_Instructions:_
1. Update the stretch of the passage on fracking and oil sands from "And Their Importance" through "of course, Canada.", replacing "geological phenomenon" with "natural formation".
2. For each statement below, decide whether the passage on fracking and oil sands agrees with it. Answer yes or no and quote the words that decide it.
(a) Proppants are added to keep the induced fractures open once the pressure blasting ends.
(b) The flowback solution is thrown away after the oil and gas are separated from it.
(c) Canada's total oil reserves are the second largest in the world.
3. Pick up the passage on fracking and oil sands after its final sentence and continue it.

‘Unconventional’ Oil & Gas Production
Hydraulic fracturing (also known as ‘fracking’) is the process of pumping a water-based solution down into the ground to fracture the rock within the earth. Fracturing the rock beneath the earth releases valuable compounds that are held within those rocks, such as crude oil and natural gas.
Wells are drilled vertically hundreds to thousands of feet below the earth’s surface, they can then be extended by drilling thousands of feet further horizontally. Once the wells have been drilled, a solution made up of water, proppants such as sand or man-made ceramic materials, and other chemicals are pumped down the wells at a high pressure to blast and fracture the rock below. Proppants are small solid materials such as sand or ceramics that are added to the water-based solution in order to keep induced fractures open after the pressure blasting has finished.
Once the fracturing process has been completed, the solution rises back to the surface along with any other compounds released from the fracturing process due to the internal pressure of the rock beneath the earth. This solution is known as the ‘flowback’, it is then collected and stored so that it can be treated, and the useful Oil and Natural Gas can be separated. The solution is often then recycled and used again for more fracturing.
Hydraulic fracturing is a form of ‘unconventional’ oil and gas production. Until recently, unconventional wells were not economically viable to produce from, since the oil and gas are highly dispersed within the rock instead of being concentrated in one underground location. However, the technological advancements in extraction practices such as hydraulic fracturing have made these wells profitable to produce from, vastly increasing the global supply.
And Their Importance To Canada
Oil sands are a naturally occurring geological phenomenon, made up of a mixture of sand, clay, water, and bitumen. Oil sands can be found in many places around the world, such as Venezuela, the United States, Russia, and of course, Canada.
The Canadian oil sands are located in northeastern Alberta, Canada. Officially called the ‘Athabasca Oil Sands’ they are the worlds largest single deposit of crude bitumen containing roughly 1.7 trillion barrels and contribute to Canada’s total oil reserves, being the third largest in the world after Saudi Arabia, and Venezuela.

_Supplied data:_
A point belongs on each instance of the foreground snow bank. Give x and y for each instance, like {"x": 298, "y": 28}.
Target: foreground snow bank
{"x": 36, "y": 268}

_Answers to the exercises:_
1.
And Their Importance To Canada
Oil sands are a naturally occurring natural formation, made up of a mixture of sand, clay, water, and bitumen. Oil sands can be found in many places around the world, such as Venezuela, the United States, Russia, and of course, Canada.

2.
(a) Yes: "added to the water-based solution in order to keep induced fractures open after the pressure blasting has finished"
(b) No: "The solution is often then recycled and used again for more fracturing."
(c) No: "being the third largest in the world after Saudi Arabia, and Venezuela"

3.
They were formed millions of years ago as a result of the formation of the Canadian Rocky Mountains. The Pacific tectonic plate overthrust on the North American tectonic plate, the collision of these two tectonic plates compressed the Albertan plains and raised the Canadian Rockies creating the famous mountain range we know today. As the Albertan plains were compressed by the Pacific plate, sedimentary rock and organic matter were buried deep underground. This created high amounts of pressure and heat underground truing the organic matter into the bitumen found in the oil sands today.
Extraction of the bitumen in the oil sands happens via two main processes. When the bitumen is buried deep within the ground, in-situ extraction is used, which involves using specialized ‘steam-assisted gravity drainage’. In contrast, when the bitumen is located closer to the surface, open pit mining methods are used.
Due to the large reserves of the oil sands in Alberta, the energy industry is extremely important to the province generating revenues of $111.7 billion in 2014.
What is Crude Oil?
Crude Oil is a liquid found within the earth compromised of hydrocarbons, organic compounds and small amounts of sediments and metal. Within the industry, people talk about ‘Crude Oil’ as if it is just one standard liquid form. However, this is far from the truth.
Crude Oil extracted from the ground in its natural unrefined state varies considerably in its density and consistency, from a very thin and volatile liquid to an extremely thick, semi-solid heavy weight oil. Furthermore, the colour of Crude Oil extracted from the ground can range substantially, from a light golden yellow to a deep dark black.
As we have now established, ‘Crude Oil’ is a term used to describe many different types of raw oil extracted from the ground. Within the industry, we categorize these different types into four main categories based on three factors: their viscosity, volatility, and toxicity.
Viscosity refers to the oils ability to flow. Higher viscosity oils do not flow as easily and therefore take more energy and effort to pump from the ground.
Volatility describes how quickly and easily the oil evaporates into the air. Higher volatility oils need additional processes to control their environments during extraction to ensure that as little oil as possible is lost.
Toxicity refers to how poisonous and harmful the oil is to the environment, wildlife, and humans during the extraction and refinement process. When oil spills do occasionally occur, each oil poses different challenges and priorities during the cleanup.
With that said, the four main types of Crude Oil are:
- Very light oils – these include: Jet Fuel, Gasoline, Kerosene, Petroleum Ether, Petroleum Spirit, and Petroleum Naphtha. They tend to be very volatile, evaporating within a few days which in turn evaporates their toxicity levels.
- Light oils – These include Grade 1 and Grade 2 Fuel Oils, Diesel Fuel Oils as well as Most Domestic Fuel Oils. They are both moderately volatile and toxic.
- Medium oils – These are the most common types of Crude Oil. They generally have low volatility and a higher viscosity than the light oils which leads to higher toxicity and a greater environmental impact during cleanups.
- Heavy fuel oils – These include the heaviest Grade 3,4,5 and 6 Fuel Oils along with Heavy Marine Fuels. These are the most viscous and least volatile Crude Oils as well as the most toxic.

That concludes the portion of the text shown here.